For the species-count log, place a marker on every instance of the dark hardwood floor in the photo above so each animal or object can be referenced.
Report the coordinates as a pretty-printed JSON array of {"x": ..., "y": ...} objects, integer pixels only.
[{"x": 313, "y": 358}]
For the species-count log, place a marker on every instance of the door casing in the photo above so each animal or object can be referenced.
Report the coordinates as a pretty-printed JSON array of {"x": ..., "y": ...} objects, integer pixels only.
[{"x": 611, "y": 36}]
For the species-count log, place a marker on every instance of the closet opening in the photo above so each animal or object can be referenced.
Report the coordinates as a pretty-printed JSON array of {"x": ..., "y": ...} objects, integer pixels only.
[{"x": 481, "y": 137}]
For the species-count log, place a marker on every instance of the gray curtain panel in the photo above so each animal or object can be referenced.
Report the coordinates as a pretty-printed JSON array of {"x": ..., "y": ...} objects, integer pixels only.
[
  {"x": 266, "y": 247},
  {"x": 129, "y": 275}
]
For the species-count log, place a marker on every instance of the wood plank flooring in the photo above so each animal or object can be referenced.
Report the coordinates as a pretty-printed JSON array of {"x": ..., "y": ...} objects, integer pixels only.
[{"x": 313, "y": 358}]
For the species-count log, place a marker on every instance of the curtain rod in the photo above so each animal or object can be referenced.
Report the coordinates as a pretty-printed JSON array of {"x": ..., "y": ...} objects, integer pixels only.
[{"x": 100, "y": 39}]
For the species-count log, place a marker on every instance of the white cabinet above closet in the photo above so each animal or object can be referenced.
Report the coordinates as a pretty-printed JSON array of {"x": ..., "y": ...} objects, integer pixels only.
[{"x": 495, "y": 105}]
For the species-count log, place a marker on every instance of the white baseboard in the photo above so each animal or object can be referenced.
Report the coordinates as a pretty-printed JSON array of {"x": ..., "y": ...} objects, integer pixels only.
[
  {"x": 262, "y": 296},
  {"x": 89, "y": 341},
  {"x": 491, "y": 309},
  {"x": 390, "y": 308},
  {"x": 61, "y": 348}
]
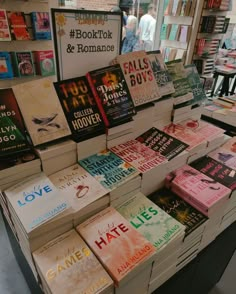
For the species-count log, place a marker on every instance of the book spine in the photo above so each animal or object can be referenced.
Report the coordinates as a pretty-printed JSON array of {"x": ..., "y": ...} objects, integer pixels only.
[{"x": 98, "y": 101}]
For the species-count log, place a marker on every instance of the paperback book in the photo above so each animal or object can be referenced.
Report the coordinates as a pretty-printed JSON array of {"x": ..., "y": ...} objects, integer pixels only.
[
  {"x": 112, "y": 95},
  {"x": 42, "y": 111},
  {"x": 80, "y": 108}
]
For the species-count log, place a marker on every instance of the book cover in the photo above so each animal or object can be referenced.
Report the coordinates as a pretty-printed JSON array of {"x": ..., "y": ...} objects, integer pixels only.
[
  {"x": 179, "y": 209},
  {"x": 17, "y": 24},
  {"x": 69, "y": 266},
  {"x": 183, "y": 91},
  {"x": 6, "y": 70},
  {"x": 35, "y": 201},
  {"x": 151, "y": 221},
  {"x": 80, "y": 108},
  {"x": 112, "y": 94},
  {"x": 139, "y": 77},
  {"x": 161, "y": 142},
  {"x": 44, "y": 62},
  {"x": 196, "y": 188},
  {"x": 5, "y": 34},
  {"x": 79, "y": 186},
  {"x": 161, "y": 73},
  {"x": 217, "y": 171},
  {"x": 41, "y": 25},
  {"x": 138, "y": 155},
  {"x": 13, "y": 137},
  {"x": 42, "y": 111},
  {"x": 116, "y": 243},
  {"x": 23, "y": 64},
  {"x": 108, "y": 169}
]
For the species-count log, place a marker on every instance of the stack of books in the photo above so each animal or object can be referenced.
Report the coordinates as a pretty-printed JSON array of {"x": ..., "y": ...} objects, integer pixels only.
[
  {"x": 122, "y": 250},
  {"x": 205, "y": 194},
  {"x": 66, "y": 263},
  {"x": 163, "y": 231},
  {"x": 193, "y": 220},
  {"x": 117, "y": 176}
]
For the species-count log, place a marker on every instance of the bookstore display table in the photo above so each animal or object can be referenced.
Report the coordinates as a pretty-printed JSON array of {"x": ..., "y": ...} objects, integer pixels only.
[{"x": 199, "y": 276}]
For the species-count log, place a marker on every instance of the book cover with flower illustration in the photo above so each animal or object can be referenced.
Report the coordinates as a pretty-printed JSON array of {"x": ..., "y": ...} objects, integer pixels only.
[
  {"x": 41, "y": 110},
  {"x": 163, "y": 143},
  {"x": 197, "y": 189},
  {"x": 79, "y": 186},
  {"x": 67, "y": 265},
  {"x": 118, "y": 246},
  {"x": 151, "y": 221},
  {"x": 138, "y": 155},
  {"x": 108, "y": 169},
  {"x": 179, "y": 209}
]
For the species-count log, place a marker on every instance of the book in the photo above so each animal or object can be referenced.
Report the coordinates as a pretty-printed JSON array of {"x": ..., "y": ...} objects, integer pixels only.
[
  {"x": 108, "y": 169},
  {"x": 179, "y": 209},
  {"x": 41, "y": 109},
  {"x": 66, "y": 262},
  {"x": 41, "y": 25},
  {"x": 197, "y": 189},
  {"x": 112, "y": 95},
  {"x": 216, "y": 170},
  {"x": 13, "y": 138},
  {"x": 139, "y": 77},
  {"x": 80, "y": 108},
  {"x": 119, "y": 247},
  {"x": 161, "y": 73},
  {"x": 161, "y": 142},
  {"x": 151, "y": 221},
  {"x": 44, "y": 62},
  {"x": 5, "y": 34},
  {"x": 6, "y": 70},
  {"x": 23, "y": 65},
  {"x": 17, "y": 24}
]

* * *

### Exercise details
Reproduce the part of the data that opens with the line containing "book cover with" and closes with the final line, substituting "object-count log" for "species-count log" and leaving everything else unchanged.

### Task result
For the object-count log, place a marker on every instance of the book cover with flower illustration in the photo above so each animal or object can be referenced.
Report the coordinates as a pretty-printed JSON array of {"x": ..., "y": ...} objects, integer pixels only.
[
  {"x": 41, "y": 110},
  {"x": 163, "y": 143},
  {"x": 197, "y": 189},
  {"x": 79, "y": 186},
  {"x": 67, "y": 265},
  {"x": 118, "y": 246},
  {"x": 151, "y": 221},
  {"x": 138, "y": 155},
  {"x": 108, "y": 169},
  {"x": 179, "y": 209}
]
For the object-count log, place a marker on every instance of the book in the photo above so each animal or object can be referenced.
Report the coordinates as a pretty-printed JSON array of {"x": ..., "y": ...} objects, integer pixels only.
[
  {"x": 108, "y": 169},
  {"x": 179, "y": 209},
  {"x": 41, "y": 109},
  {"x": 66, "y": 262},
  {"x": 41, "y": 25},
  {"x": 197, "y": 189},
  {"x": 112, "y": 95},
  {"x": 216, "y": 170},
  {"x": 13, "y": 138},
  {"x": 139, "y": 77},
  {"x": 80, "y": 108},
  {"x": 119, "y": 247},
  {"x": 161, "y": 73},
  {"x": 161, "y": 142},
  {"x": 151, "y": 221},
  {"x": 44, "y": 62},
  {"x": 5, "y": 34},
  {"x": 6, "y": 70},
  {"x": 23, "y": 65},
  {"x": 17, "y": 24}
]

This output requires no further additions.